What this exercise calls for is an exact copy of the data.

━━ Records for processing ━━

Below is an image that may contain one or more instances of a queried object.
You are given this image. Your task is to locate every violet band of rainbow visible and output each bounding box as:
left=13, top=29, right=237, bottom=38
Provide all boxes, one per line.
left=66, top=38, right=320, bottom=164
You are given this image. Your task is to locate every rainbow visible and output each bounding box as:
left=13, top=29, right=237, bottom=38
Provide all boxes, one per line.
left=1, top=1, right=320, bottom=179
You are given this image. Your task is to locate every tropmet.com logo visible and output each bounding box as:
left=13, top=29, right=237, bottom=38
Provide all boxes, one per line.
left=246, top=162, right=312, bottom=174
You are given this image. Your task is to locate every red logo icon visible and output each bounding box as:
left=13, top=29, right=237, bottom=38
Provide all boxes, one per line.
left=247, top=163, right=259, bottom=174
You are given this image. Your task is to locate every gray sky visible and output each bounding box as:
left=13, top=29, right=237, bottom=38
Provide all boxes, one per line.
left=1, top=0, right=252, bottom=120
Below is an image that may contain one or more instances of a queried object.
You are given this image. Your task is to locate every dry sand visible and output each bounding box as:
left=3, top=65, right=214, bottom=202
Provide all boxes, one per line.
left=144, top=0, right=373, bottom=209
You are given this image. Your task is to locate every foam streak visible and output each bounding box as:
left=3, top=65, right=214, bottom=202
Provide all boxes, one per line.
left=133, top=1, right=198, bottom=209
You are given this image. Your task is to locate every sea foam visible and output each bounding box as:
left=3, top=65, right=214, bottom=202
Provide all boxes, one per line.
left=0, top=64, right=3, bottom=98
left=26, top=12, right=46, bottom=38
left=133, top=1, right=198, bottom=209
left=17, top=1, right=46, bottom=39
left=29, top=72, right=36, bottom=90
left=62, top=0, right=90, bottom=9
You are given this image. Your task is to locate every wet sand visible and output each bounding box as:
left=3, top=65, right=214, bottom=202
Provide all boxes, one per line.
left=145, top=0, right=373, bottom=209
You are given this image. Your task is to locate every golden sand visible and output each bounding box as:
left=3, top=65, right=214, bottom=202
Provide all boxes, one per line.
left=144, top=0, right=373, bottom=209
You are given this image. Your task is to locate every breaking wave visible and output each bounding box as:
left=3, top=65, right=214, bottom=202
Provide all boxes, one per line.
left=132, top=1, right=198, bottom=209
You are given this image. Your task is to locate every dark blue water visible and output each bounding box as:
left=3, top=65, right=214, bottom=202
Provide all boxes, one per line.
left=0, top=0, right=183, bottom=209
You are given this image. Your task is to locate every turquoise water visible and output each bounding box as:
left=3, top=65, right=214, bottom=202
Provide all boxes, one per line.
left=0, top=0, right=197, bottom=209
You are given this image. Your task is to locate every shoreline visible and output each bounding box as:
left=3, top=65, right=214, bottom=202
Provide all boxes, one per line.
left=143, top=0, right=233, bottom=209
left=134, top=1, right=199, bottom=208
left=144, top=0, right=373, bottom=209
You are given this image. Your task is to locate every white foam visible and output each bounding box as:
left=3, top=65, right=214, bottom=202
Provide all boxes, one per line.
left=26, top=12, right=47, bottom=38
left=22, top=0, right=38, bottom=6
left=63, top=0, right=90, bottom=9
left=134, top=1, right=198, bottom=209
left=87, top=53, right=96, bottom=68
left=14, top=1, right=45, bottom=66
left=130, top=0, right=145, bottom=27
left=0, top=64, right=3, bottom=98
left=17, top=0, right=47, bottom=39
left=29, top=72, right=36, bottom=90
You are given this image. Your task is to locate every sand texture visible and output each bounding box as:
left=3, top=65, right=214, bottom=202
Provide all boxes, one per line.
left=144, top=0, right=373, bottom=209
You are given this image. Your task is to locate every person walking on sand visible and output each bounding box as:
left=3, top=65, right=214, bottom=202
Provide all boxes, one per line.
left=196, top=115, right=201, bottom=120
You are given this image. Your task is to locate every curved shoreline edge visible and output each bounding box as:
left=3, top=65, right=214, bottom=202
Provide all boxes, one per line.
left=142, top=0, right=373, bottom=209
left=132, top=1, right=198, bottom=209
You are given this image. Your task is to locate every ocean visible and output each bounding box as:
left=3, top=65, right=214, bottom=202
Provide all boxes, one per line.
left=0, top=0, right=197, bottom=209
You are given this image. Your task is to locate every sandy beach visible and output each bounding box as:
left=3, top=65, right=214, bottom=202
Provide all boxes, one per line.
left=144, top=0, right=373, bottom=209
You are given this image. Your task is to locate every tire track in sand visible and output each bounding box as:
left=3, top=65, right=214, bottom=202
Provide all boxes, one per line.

━━━

Written answer
Below is an image that may contain one or more instances of a queried object.
You are given this image. Your task is to locate every violet band of rainbow visible and output each bounding box as:
left=13, top=29, right=237, bottom=38
Provide all boxes, one per line.
left=66, top=38, right=320, bottom=164
You are given this image. Your task is to locate every rainbow visible and output each bounding box as:
left=13, top=29, right=237, bottom=38
Provide all boxes, one per line.
left=1, top=1, right=320, bottom=179
You are given this image. Your task is to locate every tropmet.com logo visible and output each bounding box as:
left=13, top=29, right=237, bottom=38
Provide all boxes, one per line.
left=246, top=162, right=312, bottom=174
You are given this image. Your task is to locate every red logo icon visible and output each bounding box as:
left=13, top=29, right=237, bottom=38
Provide all boxes, one per line.
left=247, top=163, right=259, bottom=174
You are given this image. Your task is to locate every gray sky visible and output each bounding box as:
left=13, top=29, right=237, bottom=38
Provide all boxes, one per line.
left=1, top=0, right=252, bottom=120
Below is an image that may contain one or more instances of a queried object.
You are given this image. Your task is to locate every dry sand visible and output each bounding box as:
left=3, top=65, right=214, bottom=202
Provide all boxes, one per line.
left=144, top=0, right=373, bottom=209
You are given this image. Your task is to locate every foam streak visible and output each bounding box as:
left=3, top=65, right=214, bottom=202
Provide all boxes, one per line.
left=133, top=1, right=198, bottom=209
You are given this image. Your task is to locate every sea foam visible and output each bounding box as:
left=3, top=65, right=214, bottom=202
Provide all boxes, one per line.
left=0, top=64, right=3, bottom=98
left=26, top=12, right=46, bottom=38
left=133, top=1, right=198, bottom=209
left=17, top=1, right=46, bottom=39
left=29, top=72, right=36, bottom=90
left=62, top=0, right=90, bottom=9
You are given this image. Your task is to locate every wet sand visible and output each bounding box as:
left=3, top=65, right=214, bottom=202
Provide all boxes, one per line.
left=145, top=0, right=373, bottom=209
You are given this image. Your task is to locate every golden sand visible and output each bounding box as:
left=3, top=65, right=214, bottom=202
Provide all boxes, one per line.
left=144, top=0, right=373, bottom=209
You are given this image. Your task is to locate every breaking wave visible and output each bounding box as:
left=3, top=65, right=214, bottom=202
Provide all boxes, one per line.
left=132, top=1, right=198, bottom=209
You are given this image. Your task is to locate every dark blue water visible and output each bounding box as:
left=3, top=65, right=214, bottom=202
Provide all boxes, one per line.
left=0, top=0, right=183, bottom=209
You are given this image. Your task is to locate every turquoise water visible and output each bounding box as:
left=3, top=65, right=214, bottom=202
Provide all boxes, one per line.
left=0, top=0, right=197, bottom=209
You are given this image. Your task is to locate every shoreline visible and output each bounding box as:
left=3, top=65, right=214, bottom=202
Provide all boxes, one per line.
left=143, top=0, right=233, bottom=209
left=134, top=1, right=199, bottom=208
left=144, top=0, right=373, bottom=209
You are given this image. Your task is to locate every white foam visible and output each bounding box as:
left=3, top=65, right=214, bottom=202
Provide all boxes, one per line.
left=26, top=12, right=47, bottom=38
left=22, top=0, right=38, bottom=6
left=63, top=0, right=90, bottom=9
left=134, top=1, right=198, bottom=209
left=87, top=53, right=96, bottom=68
left=14, top=1, right=45, bottom=66
left=130, top=0, right=145, bottom=27
left=0, top=64, right=3, bottom=98
left=17, top=0, right=47, bottom=39
left=29, top=72, right=36, bottom=90
You are given this image. Your task is to locate every sand texture visible and output each bounding box as:
left=3, top=65, right=214, bottom=202
Provide all boxes, one per line.
left=144, top=0, right=373, bottom=209
You are given this image. Your task is to locate every person walking on sand visible and output each bounding box as:
left=3, top=65, right=214, bottom=202
Provide all boxes, one per line.
left=196, top=115, right=201, bottom=120
You are given this image. Your task is to locate every curved shoreline edge visible and output each bounding box as:
left=3, top=65, right=214, bottom=202
Provide all boxes, one per line.
left=142, top=0, right=373, bottom=209
left=132, top=1, right=198, bottom=209
You are given this image. Your task is to locate every ocean visible and output each bounding box as:
left=3, top=65, right=214, bottom=202
Provide all boxes, one per line.
left=0, top=0, right=197, bottom=209
You are given this image. Your task is to locate every sandy beach visible and output each bounding box as:
left=3, top=65, right=214, bottom=202
Provide all boxes, one per line.
left=144, top=0, right=373, bottom=209
You are given this image. Your task is to locate every tire track in sand visible and output each bounding box as:
left=3, top=65, right=214, bottom=202
Provide all boxes, one per line.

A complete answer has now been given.